*** Page text

Monday, Aug. 7, 2000 | 11:15 a.m.

Scripps Howard News Service contributed to this report.

A new ceramic material that resists damage from radiation over long periods may relieve the pressure on nuclear power plants that want to bury spent reactor fuel inside Yucca Mountain.

An international team of researchers discovered a special blend of ceramics that could keep deadly radiation contained for thousands of years.

The discovery is significant because it could relieve pressure on dumping more than 77,000 tons of high-level nuclear waste at Yucca Mountain, 90 miles northwest of Las Vegas, by 2010.

Nuclear utilities at 73 sites across the country have stored highly radioactive spent fuel rods either in pools of water or dry casks on site because Yucca Mountain has not been proven as scientifically sound to contain the wastes.

If the team that included scientists from the Department of Energy's Los Alamos National Laboratory in New Mexico, the Imperial College in Britain and Osaka University in Japan, can confirm its results, containing radioactive wastes could be extended 100 years or longer.

******
*** Material supplied

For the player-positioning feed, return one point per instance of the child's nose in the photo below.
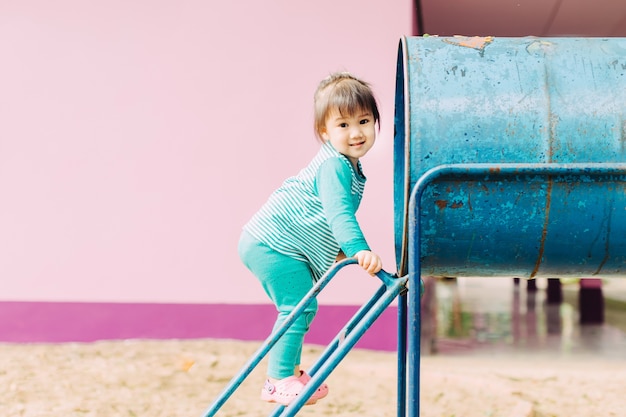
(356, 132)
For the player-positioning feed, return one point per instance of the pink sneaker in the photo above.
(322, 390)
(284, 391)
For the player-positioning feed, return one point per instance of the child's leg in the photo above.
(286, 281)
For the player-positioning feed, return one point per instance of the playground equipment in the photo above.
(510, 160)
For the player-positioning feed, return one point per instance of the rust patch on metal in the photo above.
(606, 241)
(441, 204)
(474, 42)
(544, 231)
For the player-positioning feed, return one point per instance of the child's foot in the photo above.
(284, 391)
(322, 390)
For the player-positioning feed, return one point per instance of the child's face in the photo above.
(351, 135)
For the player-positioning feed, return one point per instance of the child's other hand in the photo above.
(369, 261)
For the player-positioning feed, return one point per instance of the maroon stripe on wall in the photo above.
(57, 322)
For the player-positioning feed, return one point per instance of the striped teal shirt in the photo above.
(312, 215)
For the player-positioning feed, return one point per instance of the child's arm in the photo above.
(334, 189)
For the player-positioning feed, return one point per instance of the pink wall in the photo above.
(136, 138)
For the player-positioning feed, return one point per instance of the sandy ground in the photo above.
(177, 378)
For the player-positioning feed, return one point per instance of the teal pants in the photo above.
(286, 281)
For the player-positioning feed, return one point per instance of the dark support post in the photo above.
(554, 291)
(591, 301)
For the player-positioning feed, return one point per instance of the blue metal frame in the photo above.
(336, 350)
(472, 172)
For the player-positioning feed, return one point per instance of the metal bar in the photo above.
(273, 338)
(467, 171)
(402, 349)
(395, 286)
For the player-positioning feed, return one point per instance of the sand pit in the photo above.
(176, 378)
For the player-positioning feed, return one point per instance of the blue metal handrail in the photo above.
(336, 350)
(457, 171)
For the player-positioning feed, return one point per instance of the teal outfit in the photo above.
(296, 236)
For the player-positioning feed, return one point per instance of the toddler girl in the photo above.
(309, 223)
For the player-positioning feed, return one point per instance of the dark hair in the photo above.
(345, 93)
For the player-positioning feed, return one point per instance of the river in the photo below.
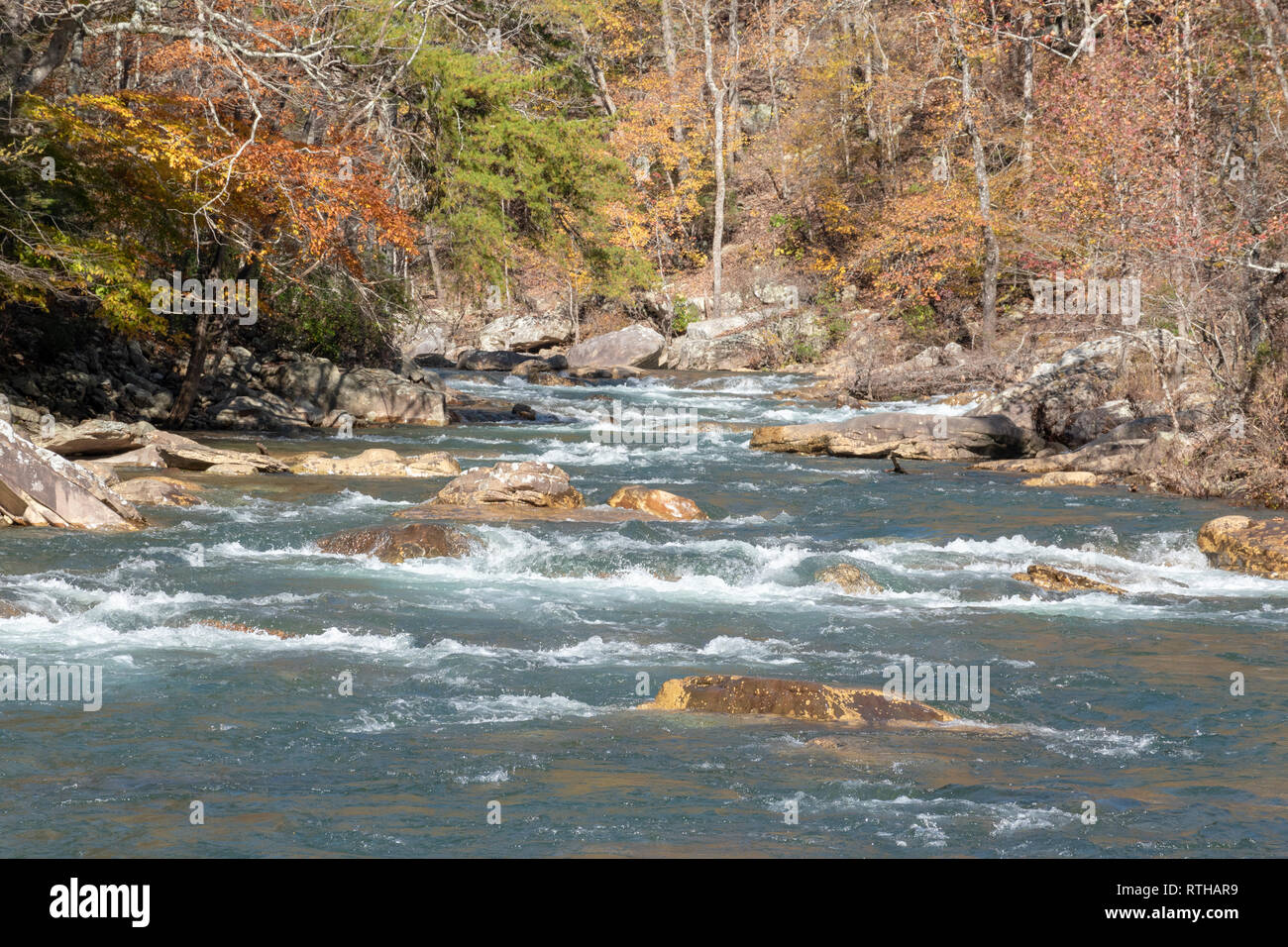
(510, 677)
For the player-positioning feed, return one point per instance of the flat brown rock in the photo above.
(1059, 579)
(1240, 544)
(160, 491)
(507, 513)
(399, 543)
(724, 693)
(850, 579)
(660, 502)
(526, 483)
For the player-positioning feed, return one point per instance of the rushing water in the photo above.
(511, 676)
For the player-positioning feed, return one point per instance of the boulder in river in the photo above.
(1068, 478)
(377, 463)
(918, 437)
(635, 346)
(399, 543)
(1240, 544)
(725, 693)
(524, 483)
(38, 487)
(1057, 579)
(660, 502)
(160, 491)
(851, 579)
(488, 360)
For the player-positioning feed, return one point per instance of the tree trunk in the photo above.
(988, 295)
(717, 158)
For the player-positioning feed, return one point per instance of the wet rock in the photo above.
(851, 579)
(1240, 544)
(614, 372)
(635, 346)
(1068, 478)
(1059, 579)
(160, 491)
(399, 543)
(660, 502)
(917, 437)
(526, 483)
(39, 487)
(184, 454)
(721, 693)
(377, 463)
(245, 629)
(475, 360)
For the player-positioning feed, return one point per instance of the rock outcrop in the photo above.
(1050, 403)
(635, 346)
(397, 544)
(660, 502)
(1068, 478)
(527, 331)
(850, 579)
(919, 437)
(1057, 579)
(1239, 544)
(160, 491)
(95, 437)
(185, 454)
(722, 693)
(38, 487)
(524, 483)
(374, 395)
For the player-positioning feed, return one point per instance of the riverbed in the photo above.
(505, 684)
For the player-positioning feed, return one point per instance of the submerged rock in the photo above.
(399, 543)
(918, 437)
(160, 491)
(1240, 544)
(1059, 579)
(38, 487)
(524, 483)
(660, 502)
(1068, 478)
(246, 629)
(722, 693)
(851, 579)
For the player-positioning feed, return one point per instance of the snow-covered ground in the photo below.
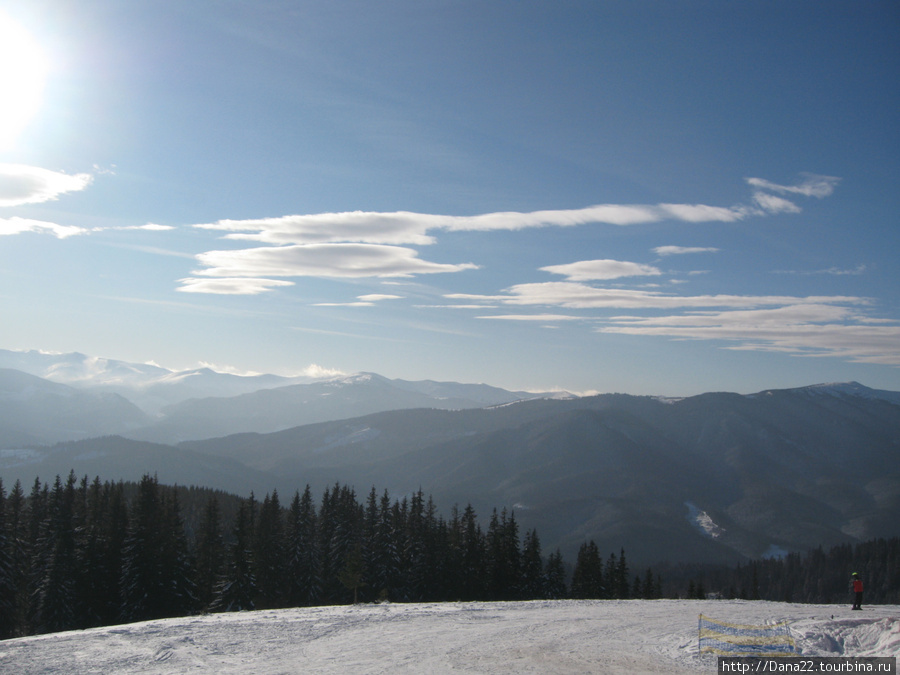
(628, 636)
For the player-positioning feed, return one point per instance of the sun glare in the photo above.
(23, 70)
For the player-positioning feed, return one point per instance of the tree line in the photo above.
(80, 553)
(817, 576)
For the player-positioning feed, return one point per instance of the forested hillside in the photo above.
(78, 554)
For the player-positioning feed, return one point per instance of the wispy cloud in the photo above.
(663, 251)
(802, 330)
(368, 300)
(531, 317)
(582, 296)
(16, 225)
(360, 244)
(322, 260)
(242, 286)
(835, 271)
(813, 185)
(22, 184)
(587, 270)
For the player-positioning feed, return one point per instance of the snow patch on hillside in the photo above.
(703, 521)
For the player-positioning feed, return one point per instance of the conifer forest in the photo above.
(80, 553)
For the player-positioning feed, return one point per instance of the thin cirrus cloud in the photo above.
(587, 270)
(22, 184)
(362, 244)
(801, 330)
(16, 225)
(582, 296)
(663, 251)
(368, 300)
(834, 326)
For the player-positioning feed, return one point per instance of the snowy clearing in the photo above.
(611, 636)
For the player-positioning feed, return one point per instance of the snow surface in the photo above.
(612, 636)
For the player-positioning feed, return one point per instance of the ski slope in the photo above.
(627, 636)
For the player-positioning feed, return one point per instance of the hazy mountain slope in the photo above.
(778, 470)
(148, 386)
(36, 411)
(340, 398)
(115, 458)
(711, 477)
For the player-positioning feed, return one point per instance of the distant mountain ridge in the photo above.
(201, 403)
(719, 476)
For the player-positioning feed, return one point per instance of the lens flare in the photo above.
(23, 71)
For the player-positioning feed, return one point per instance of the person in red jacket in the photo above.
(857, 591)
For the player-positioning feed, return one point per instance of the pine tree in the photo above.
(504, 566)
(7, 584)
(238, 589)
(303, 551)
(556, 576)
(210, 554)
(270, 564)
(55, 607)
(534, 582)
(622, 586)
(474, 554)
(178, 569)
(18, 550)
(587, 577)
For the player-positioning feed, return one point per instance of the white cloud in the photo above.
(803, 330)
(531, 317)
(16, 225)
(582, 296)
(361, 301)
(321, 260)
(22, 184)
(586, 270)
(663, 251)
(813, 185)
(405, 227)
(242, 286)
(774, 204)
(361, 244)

******

#### [What to work on]
A - For the ceramic-material report, decide whether each statement agrees with the text. Answer yes or no, and quote the words from the report that decide it.
(i) The research team included scientists from Osaka University in Japan.
(ii) Yucca Mountain lies 90 miles southeast of Las Vegas.
(iii) Nuclear utilities have stored spent fuel rods only in pools of water.
B - According to the ceramic-material report, how much high-level nuclear waste is slated for Yucca Mountain by 2010?

#### [Answers provided]
A -
(i) Yes: "Osaka University in Japan"
(ii) No: "90 miles northwest of Las Vegas"
(iii) No: "either in pools of water or dry casks on site"

B - More than 77,000 tons.